- _What is expected_
In the text on Sharon's settlement plans, why did he want strips of Jewish settlement inserted between the Palestinians and across the West Bank? Answer in one to three sentences.

- _Text segment_

During his second stage, in which Friedman said Sharon, “embodied a fantasy that, with enough power, the Israelis could rid themselves of the Palestinian threat, that they could have it all.”  Sharon proudly announced his plans:

                We’ll make a pastrami sandwich of them. We’ll insert a strip of Jewish settlement,
                in between the Palestinians, and then another strip of Jewish settlements, right across the
                West Bank, so that in 25 years’ time, neither the United Nations, nor the United States,
                nobody, will be able to tear it apart.[2]
 
Twenty five years later he was still saying:

              Everybody has to move, run and grab as many hilltops as they can to enlarge the settlements
              because everything we take now will be ours. Everything we don’t grab will go to them. [3]
 
Sharon vigorously expanded the settlements enterprise on Palestinian land, invaded Lebanon and was responsible for the massacre of as many as 2,000 helpless refugees, again, mostly women and children, in the Sabra and Shatila refugee camps, with countless others raped and brutalized.

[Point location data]
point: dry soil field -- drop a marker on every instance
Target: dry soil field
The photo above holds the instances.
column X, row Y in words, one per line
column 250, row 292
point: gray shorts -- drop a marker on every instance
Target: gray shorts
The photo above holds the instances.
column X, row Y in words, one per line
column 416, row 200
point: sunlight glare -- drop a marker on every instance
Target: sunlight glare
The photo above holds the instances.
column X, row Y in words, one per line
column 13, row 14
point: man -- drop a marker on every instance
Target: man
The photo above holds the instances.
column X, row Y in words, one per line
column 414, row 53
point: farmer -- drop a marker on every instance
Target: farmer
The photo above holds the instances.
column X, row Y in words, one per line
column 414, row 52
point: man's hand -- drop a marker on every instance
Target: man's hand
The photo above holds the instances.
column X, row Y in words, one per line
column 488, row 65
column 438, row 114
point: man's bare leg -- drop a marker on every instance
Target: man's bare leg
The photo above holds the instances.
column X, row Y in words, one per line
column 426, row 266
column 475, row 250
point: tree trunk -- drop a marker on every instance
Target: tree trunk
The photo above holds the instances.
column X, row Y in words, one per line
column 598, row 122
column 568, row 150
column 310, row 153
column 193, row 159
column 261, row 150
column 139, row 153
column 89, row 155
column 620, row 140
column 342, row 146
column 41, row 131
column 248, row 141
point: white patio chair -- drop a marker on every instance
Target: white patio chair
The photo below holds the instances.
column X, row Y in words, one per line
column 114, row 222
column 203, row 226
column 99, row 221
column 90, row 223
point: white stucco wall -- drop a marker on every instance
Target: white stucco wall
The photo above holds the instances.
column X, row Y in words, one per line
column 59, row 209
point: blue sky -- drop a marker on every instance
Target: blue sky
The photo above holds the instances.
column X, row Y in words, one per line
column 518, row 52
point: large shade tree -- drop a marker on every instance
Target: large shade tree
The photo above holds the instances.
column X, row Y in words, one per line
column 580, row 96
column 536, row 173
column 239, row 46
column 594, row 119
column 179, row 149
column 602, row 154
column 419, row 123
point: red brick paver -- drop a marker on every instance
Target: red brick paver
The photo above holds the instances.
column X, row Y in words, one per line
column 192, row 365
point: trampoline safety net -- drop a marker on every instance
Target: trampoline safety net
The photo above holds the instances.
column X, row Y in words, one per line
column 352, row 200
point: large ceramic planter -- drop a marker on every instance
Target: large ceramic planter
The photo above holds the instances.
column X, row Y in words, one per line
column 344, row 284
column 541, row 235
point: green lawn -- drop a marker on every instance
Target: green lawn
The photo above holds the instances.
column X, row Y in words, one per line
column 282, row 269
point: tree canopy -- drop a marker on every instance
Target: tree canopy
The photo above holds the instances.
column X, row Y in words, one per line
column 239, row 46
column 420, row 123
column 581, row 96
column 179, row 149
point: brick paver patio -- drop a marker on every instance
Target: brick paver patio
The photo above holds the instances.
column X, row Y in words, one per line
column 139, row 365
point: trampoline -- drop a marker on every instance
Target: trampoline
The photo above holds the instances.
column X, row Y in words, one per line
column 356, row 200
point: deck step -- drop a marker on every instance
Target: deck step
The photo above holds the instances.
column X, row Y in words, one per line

- _Exercise result_
He wanted the settlements placed so that in 25 years' time neither the United Nations nor the United States nor anybody else would be able to tear the arrangement apart.